>>>>

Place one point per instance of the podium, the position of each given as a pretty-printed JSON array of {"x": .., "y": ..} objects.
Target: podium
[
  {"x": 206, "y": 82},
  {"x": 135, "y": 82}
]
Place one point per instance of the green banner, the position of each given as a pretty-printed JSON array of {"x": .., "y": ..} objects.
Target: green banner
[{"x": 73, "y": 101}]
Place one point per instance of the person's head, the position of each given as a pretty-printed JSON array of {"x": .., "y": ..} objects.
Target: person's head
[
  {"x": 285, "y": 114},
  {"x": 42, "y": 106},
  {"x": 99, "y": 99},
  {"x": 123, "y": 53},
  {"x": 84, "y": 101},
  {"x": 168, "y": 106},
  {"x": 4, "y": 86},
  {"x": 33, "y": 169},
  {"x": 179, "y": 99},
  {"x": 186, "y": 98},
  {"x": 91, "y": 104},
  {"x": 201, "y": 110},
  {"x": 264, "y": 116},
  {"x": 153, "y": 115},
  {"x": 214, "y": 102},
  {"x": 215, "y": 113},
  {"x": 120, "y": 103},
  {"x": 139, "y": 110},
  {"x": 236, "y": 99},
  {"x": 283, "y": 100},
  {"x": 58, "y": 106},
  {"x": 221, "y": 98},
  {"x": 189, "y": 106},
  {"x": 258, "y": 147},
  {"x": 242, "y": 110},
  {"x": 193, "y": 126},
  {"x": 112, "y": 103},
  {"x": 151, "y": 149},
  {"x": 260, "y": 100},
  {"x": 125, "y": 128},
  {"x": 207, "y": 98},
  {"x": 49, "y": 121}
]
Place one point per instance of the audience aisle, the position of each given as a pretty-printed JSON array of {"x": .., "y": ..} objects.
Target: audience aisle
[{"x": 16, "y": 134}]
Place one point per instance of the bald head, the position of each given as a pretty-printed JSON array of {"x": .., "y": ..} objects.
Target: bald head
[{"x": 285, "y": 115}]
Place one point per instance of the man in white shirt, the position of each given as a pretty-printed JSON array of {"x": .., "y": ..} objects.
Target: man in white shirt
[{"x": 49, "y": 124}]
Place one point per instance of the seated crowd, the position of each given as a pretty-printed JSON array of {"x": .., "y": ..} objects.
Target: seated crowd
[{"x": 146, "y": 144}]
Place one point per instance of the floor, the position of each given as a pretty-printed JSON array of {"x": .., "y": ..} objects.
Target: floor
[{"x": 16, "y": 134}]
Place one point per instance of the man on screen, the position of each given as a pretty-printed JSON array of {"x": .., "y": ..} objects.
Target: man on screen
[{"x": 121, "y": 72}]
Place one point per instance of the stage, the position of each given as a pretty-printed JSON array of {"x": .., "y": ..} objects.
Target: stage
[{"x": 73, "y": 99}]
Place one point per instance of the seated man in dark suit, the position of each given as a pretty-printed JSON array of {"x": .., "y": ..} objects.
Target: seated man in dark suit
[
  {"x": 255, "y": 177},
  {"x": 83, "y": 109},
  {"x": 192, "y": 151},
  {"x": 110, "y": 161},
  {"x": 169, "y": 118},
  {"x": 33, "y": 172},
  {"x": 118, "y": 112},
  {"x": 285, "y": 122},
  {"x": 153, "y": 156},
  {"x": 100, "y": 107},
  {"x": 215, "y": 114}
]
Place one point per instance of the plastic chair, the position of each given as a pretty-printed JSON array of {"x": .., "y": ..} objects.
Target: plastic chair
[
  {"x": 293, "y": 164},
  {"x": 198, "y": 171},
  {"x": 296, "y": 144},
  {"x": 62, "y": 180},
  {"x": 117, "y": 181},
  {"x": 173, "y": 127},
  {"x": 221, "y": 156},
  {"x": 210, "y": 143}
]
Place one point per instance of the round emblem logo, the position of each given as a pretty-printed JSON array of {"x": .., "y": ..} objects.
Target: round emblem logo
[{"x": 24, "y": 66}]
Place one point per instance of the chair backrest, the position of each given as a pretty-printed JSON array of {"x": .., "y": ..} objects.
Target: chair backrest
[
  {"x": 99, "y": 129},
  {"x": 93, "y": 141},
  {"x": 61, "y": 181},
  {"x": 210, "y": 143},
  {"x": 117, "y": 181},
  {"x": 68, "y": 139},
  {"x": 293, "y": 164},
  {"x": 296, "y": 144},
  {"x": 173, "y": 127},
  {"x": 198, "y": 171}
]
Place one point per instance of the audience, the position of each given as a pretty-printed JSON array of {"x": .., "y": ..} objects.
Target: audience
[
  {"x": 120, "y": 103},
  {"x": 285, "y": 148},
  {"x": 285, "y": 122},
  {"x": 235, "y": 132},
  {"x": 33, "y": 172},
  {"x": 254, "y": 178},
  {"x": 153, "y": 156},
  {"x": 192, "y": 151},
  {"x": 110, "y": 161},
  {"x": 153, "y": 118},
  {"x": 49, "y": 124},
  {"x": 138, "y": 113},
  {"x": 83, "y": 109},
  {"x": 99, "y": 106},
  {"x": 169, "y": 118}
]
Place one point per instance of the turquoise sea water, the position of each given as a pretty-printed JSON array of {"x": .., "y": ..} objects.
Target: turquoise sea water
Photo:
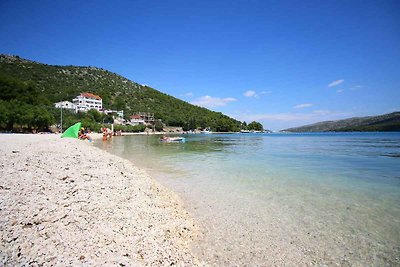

<<<<

■ **EXERCISE INSTRUCTIONS**:
Show each line of the items that contains the string "crowd", matching case exactly.

■ **IN RESPONSE**:
Place one point per instance of the seated crowd, the position of each given as a pretty-printed JSON array of {"x": .., "y": ..} objects.
Target: seated crowd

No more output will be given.